-- START Selected passage --
COLOR ME DISAPPOINTED
I came to see the Goodman Theatre’s current production of The Color Purple with a complicated history. I devoured Alice Walker’s novel three times as a callow teenager and recoiled from Spielberg’s 1985 Disneyfied cinematic adaptation, abandoning the VHS midway through. Since then, The Color Purple has been adapted into a Broadway musical (2005), re-revived (2015), and spun into a new movie-musical. Yet this Goodman production, which opened last night, marked my first real encounter with the stage version. I wanted to be hopeful. Turns out that Spielberg, for all his glossy Americana, still managed to handle the story with style. The musical lacks even that. This adaptation of Walker’s seminal novel—an epistolary, symbol-rich portrait of generational trauma and resilience within the Black community—sands down its grit in favor of gospel uplift and sentimentality. Despite powerhouse vocalists and high production polish, the musical—directed by Lili-Anne Brown—seems terrified of its own source material.
Lachrisa Grandberry, Brittney Mack, Ariya Hawkins and Aerie Williams
The story, which takes place over 40 years, begins with Celie, a Black girl in the rural South in 1910 who survives unspeakable abuse at the hands of the man she believes is her father, only to be married off to Mister, another tyrant. Her only connection to love is through her sister Nettie, who escapes to Africa as a missionary. Left behind, Celie finds herself increasingly isolated—until she is slowly transformed by the women around her. Chief among them are Sofia, who refuses to be broken by any man or system, and Shug Avery, a confident, sensual blues singer whose arrival upends Celie’s sense of self and sparks her first experience of romantic love.
-- END Selected passage --
**What is asked**
(A) From the theater review, copy word for word the part that opens with the words containing "Lachrisa Grandberry, Brittney" and closes with "of romantic love.".
(B) Based on the theater review, answer yes or no to each statement and quote the deciding words: (i) The reviewer read Alice Walker's novel three times as a teenager. (ii) Spielberg directed the Goodman production. (iii) Nettie goes to Africa as a missionary.
(C) According to the theater review, how many years does the story span?
-- START Record list --
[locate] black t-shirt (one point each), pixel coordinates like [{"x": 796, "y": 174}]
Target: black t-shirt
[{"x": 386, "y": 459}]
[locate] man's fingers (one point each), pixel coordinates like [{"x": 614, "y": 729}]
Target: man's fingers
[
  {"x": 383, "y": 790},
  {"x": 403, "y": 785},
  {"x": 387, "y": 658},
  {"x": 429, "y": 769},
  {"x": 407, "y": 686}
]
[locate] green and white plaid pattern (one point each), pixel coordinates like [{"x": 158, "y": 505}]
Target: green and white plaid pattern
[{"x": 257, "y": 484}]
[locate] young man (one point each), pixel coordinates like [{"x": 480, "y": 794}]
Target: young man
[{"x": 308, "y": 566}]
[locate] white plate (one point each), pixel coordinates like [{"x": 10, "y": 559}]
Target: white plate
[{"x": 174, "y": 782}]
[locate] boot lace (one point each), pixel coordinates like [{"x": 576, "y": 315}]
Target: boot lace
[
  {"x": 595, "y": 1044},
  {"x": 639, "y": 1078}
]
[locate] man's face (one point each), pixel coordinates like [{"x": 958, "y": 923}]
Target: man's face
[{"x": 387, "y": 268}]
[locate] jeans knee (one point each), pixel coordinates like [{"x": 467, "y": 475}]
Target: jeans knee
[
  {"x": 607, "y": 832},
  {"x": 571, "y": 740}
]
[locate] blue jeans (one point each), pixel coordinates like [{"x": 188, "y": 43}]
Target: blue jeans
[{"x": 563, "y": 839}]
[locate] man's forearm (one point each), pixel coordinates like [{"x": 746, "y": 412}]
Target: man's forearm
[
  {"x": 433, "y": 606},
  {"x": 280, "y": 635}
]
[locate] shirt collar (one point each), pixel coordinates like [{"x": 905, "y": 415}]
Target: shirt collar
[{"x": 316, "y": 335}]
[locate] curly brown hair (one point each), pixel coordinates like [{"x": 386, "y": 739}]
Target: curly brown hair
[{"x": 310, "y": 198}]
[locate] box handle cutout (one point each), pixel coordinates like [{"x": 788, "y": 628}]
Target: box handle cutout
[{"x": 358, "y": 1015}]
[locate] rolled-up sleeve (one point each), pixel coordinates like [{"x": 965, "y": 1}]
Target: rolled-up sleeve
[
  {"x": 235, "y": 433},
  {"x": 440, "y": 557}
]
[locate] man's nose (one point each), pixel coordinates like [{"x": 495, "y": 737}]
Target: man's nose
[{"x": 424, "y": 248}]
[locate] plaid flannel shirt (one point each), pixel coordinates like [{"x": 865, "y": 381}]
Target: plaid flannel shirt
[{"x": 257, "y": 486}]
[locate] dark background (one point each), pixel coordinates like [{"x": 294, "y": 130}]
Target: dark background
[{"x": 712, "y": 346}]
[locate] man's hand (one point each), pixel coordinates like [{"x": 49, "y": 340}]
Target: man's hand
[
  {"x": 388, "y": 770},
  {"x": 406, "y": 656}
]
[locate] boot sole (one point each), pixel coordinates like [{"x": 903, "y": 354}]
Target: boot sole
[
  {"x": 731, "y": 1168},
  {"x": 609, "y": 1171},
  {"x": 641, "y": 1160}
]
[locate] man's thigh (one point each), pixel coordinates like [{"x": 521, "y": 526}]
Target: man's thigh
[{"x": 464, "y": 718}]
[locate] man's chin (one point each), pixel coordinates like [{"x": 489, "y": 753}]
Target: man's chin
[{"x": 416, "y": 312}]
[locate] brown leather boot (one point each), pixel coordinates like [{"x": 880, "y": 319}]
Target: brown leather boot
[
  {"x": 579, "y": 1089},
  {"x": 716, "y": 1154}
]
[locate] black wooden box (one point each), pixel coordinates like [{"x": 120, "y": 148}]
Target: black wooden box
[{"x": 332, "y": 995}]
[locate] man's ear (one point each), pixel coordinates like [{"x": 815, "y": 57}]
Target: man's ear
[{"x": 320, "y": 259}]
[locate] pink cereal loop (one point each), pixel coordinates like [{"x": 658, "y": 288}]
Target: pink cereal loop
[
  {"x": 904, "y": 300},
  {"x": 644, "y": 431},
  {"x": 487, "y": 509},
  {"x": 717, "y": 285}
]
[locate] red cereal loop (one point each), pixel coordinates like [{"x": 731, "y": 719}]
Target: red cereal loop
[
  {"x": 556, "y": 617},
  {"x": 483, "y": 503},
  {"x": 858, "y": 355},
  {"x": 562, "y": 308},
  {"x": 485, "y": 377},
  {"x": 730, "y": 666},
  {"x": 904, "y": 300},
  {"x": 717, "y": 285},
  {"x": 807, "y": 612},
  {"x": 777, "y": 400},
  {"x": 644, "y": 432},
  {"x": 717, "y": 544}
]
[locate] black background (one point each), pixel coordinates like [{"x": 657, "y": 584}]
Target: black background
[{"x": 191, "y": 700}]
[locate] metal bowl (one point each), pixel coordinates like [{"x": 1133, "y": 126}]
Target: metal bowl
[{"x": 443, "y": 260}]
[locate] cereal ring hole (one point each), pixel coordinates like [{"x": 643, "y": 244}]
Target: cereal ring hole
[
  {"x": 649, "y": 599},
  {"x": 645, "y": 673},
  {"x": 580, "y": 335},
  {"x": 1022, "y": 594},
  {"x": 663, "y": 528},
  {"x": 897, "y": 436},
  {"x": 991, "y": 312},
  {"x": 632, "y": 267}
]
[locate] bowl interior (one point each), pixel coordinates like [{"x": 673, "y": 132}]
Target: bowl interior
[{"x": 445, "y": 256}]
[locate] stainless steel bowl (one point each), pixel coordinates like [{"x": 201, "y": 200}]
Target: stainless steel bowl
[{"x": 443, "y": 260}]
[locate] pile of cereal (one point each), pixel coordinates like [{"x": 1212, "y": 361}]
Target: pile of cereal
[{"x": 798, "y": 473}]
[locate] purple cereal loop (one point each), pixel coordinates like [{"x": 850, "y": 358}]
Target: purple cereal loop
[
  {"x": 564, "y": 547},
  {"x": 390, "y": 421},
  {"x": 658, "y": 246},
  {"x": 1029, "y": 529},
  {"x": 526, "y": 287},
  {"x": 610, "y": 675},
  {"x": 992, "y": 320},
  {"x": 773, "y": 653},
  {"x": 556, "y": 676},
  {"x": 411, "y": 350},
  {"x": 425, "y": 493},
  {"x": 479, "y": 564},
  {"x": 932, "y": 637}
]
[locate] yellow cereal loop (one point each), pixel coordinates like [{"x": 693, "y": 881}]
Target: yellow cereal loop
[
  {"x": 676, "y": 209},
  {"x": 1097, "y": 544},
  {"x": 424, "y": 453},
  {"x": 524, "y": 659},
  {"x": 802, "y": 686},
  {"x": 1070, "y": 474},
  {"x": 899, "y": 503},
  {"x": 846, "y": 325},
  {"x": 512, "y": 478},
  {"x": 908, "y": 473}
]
-- END Record list --
**Results of the tasks**
(A)
Lachrisa Grandberry, Brittney Mack, Ariya Hawkins and Aerie Williams
The story, which takes place over 40 years, begins with Celie, a Black girl in the rural South in 1910 who survives unspeakable abuse at the hands of the man she believes is her father, only to be married off to Mister, another tyrant. Her only connection to love is through her sister Nettie, who escapes to Africa as a missionary. Left behind, Celie finds herself increasingly isolated—until she is slowly transformed by the women around her. Chief among them are Sofia, who refuses to be broken by any man or system, and Shug Avery, a confident, sensual blues singer whose arrival upends Celie’s sense of self and sparks her first experience of romantic love.

(B)
(i) Yes: "I devoured Alice Walker’s novel three times as a callow teenager"
(ii) No: "directed by Lili-Anne Brown"
(iii) Yes: "her sister Nettie, who escapes to Africa as a missionary"

(C) 40 years.